**Set task:**
Restate, word for word, all of the material shown below.

----- Information supplied

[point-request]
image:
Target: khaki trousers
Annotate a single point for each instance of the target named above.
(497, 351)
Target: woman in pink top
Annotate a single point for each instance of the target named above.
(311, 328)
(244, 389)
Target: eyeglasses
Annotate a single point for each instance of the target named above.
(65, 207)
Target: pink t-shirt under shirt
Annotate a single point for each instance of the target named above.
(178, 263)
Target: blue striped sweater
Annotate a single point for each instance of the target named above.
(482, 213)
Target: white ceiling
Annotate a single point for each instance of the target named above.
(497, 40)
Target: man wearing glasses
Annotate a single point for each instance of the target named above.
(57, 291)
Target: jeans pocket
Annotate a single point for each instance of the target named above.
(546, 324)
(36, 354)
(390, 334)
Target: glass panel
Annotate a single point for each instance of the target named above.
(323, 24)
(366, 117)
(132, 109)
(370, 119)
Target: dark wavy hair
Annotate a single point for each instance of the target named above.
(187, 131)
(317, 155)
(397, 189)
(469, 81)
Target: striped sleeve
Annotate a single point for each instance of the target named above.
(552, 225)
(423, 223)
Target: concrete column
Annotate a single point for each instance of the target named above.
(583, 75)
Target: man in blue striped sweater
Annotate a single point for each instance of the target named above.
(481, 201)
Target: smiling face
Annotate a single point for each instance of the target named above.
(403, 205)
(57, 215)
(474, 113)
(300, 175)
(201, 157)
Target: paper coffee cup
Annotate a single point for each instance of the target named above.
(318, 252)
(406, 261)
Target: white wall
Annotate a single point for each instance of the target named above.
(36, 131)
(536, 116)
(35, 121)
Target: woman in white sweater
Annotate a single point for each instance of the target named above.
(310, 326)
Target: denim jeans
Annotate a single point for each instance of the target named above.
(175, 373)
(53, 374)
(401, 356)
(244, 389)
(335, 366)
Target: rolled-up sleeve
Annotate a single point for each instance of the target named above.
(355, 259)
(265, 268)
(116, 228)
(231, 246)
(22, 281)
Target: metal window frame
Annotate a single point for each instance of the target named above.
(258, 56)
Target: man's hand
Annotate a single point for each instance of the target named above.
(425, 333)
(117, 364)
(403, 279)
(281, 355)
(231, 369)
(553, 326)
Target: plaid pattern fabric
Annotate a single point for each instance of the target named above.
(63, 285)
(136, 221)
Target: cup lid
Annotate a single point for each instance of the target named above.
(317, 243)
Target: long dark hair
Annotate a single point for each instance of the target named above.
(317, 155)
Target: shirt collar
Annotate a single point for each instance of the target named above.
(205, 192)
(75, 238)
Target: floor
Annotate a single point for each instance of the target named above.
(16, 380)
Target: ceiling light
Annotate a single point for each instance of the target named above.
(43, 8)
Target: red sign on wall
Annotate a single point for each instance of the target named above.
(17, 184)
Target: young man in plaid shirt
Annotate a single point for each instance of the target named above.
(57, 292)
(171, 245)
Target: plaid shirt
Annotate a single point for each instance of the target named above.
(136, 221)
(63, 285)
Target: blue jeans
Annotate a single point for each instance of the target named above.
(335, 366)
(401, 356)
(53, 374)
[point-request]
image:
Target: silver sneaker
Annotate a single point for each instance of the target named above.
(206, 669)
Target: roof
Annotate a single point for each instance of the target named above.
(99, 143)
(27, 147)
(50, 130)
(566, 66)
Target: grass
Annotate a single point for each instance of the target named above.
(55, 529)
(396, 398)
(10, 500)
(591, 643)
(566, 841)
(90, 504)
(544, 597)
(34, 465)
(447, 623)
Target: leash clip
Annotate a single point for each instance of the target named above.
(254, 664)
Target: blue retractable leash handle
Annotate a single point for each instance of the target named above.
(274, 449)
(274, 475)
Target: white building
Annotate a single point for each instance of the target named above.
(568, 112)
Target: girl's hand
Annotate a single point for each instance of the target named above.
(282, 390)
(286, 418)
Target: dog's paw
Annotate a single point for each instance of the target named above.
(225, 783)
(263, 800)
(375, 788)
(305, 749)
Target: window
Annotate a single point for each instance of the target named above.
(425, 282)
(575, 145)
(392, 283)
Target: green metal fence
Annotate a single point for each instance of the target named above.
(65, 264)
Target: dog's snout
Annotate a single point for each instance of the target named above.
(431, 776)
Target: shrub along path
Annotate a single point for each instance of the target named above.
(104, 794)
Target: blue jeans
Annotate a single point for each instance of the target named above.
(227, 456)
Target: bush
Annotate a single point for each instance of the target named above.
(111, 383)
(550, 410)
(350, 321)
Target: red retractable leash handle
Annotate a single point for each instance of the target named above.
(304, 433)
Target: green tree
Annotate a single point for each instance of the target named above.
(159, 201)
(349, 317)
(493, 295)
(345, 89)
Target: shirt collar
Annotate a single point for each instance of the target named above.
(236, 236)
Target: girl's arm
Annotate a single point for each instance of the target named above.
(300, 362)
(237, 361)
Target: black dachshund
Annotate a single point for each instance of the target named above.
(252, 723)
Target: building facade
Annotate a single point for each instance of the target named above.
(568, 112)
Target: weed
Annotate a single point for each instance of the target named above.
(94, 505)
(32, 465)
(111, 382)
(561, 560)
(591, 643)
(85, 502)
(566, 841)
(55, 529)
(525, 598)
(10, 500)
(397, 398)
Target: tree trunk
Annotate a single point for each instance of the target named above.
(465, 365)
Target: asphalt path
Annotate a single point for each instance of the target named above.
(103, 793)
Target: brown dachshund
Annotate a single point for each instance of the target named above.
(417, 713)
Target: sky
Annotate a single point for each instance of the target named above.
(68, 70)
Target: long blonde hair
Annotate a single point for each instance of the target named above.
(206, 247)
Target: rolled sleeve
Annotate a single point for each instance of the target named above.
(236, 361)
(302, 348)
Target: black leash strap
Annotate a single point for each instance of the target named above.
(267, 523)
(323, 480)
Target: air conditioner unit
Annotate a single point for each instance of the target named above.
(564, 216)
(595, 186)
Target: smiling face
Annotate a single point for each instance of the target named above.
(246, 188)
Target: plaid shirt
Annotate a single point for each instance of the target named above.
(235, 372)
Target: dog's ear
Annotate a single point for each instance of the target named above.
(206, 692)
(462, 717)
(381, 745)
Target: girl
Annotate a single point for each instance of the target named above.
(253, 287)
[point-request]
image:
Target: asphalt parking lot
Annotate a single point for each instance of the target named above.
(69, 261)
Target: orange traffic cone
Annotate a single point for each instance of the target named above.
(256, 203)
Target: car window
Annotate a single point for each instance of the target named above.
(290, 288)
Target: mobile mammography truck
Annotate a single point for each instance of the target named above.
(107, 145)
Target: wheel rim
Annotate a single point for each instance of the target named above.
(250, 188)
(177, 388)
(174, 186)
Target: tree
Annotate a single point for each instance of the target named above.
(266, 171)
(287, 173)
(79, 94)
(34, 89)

----------

**Final answer:**
[point-request]
image:
Target: khaki trousers
Annotate a single point for each instance of the target named above.
(497, 351)
Target: woman in pink top
Annotate a single point for each instance of the target named above.
(311, 328)
(244, 389)
Target: eyeglasses
Annotate a single point for each instance of the target named above.
(65, 207)
Target: pink t-shirt under shirt
Annotate a single point for each instance of the target named above.
(178, 263)
Target: blue striped sweater
Annotate a single point for each instance of the target named above.
(482, 213)
Target: white ceiling
Annotate a single point for each instance of the target named above.
(497, 40)
Target: man wearing glasses
Annotate a single point for each instance of the target named above.
(57, 291)
Target: jeans pocket
Annotate a single point for each instance of the target named above.
(546, 324)
(36, 354)
(390, 334)
Target: glass panel
Annotate a single point for each instance of the target named above.
(323, 24)
(366, 117)
(132, 109)
(370, 119)
Target: dark wavy hair
Annotate a single point for each instance of the target named above.
(187, 131)
(317, 155)
(397, 189)
(469, 81)
Target: striped sleeve
Annotate a single point for each instance of the target named above.
(552, 225)
(423, 223)
Target: concrete column
Annotate a single point for each instance of the target named above.
(583, 75)
Target: man in blue striped sweater
Annotate a single point for each instance of the target named above.
(481, 201)
Target: smiling face
Annotate a single point for each instance of the target named above.
(403, 205)
(57, 215)
(474, 113)
(300, 175)
(201, 157)
Target: paper coffee cup
Annotate a single point for each instance of the target named above.
(318, 252)
(406, 261)
Target: white wall
Annotate a single point for each instance of the target named above.
(36, 131)
(536, 116)
(35, 121)
Target: woman in white sweater
Annotate a single point for each instance of the target named above.
(310, 326)
Target: denim jeans
Annotate a single point for each instance of the target named above.
(175, 373)
(53, 374)
(401, 356)
(244, 389)
(335, 366)
Target: rolled-up sleeve
Annotate a single point for each instance of the target named above.
(355, 259)
(265, 268)
(116, 228)
(231, 246)
(22, 281)
Target: metal window frame
Annotate a single point for each instance of the target named above.
(258, 56)
Target: man's hand
Annotate a single point for each instance of the target named above.
(425, 333)
(117, 364)
(403, 279)
(281, 355)
(231, 369)
(553, 326)
Target: plaid pattern fabric
Annotate a single point for each instance of the target named above.
(63, 285)
(136, 221)
Target: cup lid
Annotate a single point for each instance of the target named above.
(317, 243)
Target: long dark hair
Annotate a single point for each instance of the target named above.
(317, 155)
Target: shirt collar
Annotate a single point for each instance of the target named above.
(205, 192)
(75, 238)
Target: floor
Annotate a single point for each instance of the target named above.
(16, 380)
Target: ceiling light
Annotate a single point for each instance of the target named above.
(43, 8)
Target: red sign on wall
Annotate a single point for each instance of the target named above.
(17, 184)
Target: young man in plaid shirt
Annotate a single point for each instance of the target named above.
(57, 292)
(171, 245)
Target: plaid shirt
Annotate a single point for each instance of the target named above.
(136, 221)
(63, 285)
Target: blue jeans
Annotate a single point for each instance of the target named above.
(335, 366)
(401, 356)
(53, 374)
[point-request]
image:
Target: silver sneaker
Annotate a single point for each instance of the target named above.
(206, 669)
Target: roof
Annotate a single point for each instance of the target named above.
(99, 143)
(27, 147)
(50, 130)
(566, 66)
Target: grass
Annotate a single point for each instance of the target named above.
(55, 529)
(396, 398)
(10, 500)
(591, 643)
(566, 841)
(90, 504)
(544, 597)
(34, 465)
(447, 623)
Target: leash clip
Annotate a single point for each instance of the target named above.
(254, 664)
Target: blue retractable leash handle
Annotate a single point for each instance of the target named above.
(274, 449)
(274, 475)
Target: white building
Annotate a single point for each instance of the target named above.
(568, 112)
Target: girl's hand
Annotate a single point for each instance of the target named above.
(282, 390)
(286, 418)
Target: dog's paw
Annotate a single point for each instance of the target named above.
(225, 783)
(263, 800)
(375, 788)
(305, 749)
Target: window
Annotate a single point for each instance of the target named above.
(425, 282)
(575, 145)
(392, 283)
Target: green metal fence
Annotate a single point for each instance of the target named above.
(65, 264)
Target: dog's snout
Annotate a single point for each instance of the target named above.
(431, 776)
Target: shrub along path
Annotate a single point for each instance of the target named above.
(104, 794)
Target: blue jeans
Annotate a single point for each instance of the target named above.
(227, 456)
Target: bush
Annotate a single point for each instance of the target named above.
(111, 383)
(550, 410)
(350, 321)
Target: red retractable leash handle
Annotate a single point for each instance of the target named above.
(304, 433)
Target: green tree
Annotate a single point for each instance of the target named above.
(159, 201)
(349, 317)
(493, 295)
(345, 89)
Target: shirt collar
Annotate a single point for each instance of the target named above.
(236, 236)
Target: girl's arm
Annotate a single point for each instance of the target named above.
(300, 362)
(237, 361)
Target: black dachshund
Annotate a single point for each instance of the target named above.
(252, 723)
Target: building facade
Annotate a single point for each instance of the target named above.
(568, 112)
Target: weed
Annotate a single point for each instance of the target named above.
(94, 505)
(32, 465)
(111, 382)
(561, 560)
(591, 643)
(85, 502)
(566, 841)
(55, 529)
(525, 598)
(10, 500)
(397, 398)
Target: tree trunk
Annotate a single point for each instance of the target named above.
(465, 365)
Target: asphalt path
Annotate a single point for each instance of the target named above.
(103, 793)
Target: brown dachshund
Annotate a single point for each instance of the target named above.
(417, 713)
Target: sky
Annotate a single point for each instance of the target named above.
(68, 70)
Target: long blonde hair
Annotate a single point for each instance of the target named above.
(206, 247)
Target: rolled sleeve
Annotate a single point for each instance of the target named above.
(236, 361)
(302, 348)
Target: black leash strap
Annotate a single point for each instance of the target named above.
(267, 523)
(323, 480)
Target: air conditioner unit
Annotate a single point for each instance of the target named above.
(564, 216)
(595, 186)
Target: smiling face
Annotate a single point for each instance of the target named above.
(246, 188)
Target: plaid shirt
Annotate a single point for each instance of the target named above.
(235, 372)
Target: dog's ear
Annotate a single point for each instance of the target named above.
(206, 692)
(462, 717)
(381, 745)
Target: girl
Annotate a single point for each instance of the target named above.
(253, 287)
[point-request]
image:
Target: asphalt parking lot
Annotate a single point for each instance of the target named above.
(69, 261)
Target: orange traffic cone
Annotate a single point for each instance of the target named above.
(256, 203)
Target: car window
Annotate a single point for each instance of the target named above.
(290, 288)
Target: mobile mammography truck
Annotate a single point for each instance of the target named above.
(107, 145)
Target: wheel rim
Annotate a single point for each instance of the target named above.
(250, 188)
(177, 388)
(174, 186)
Target: tree
Annotate a single point for each instance of the target named above.
(266, 171)
(287, 173)
(79, 94)
(34, 89)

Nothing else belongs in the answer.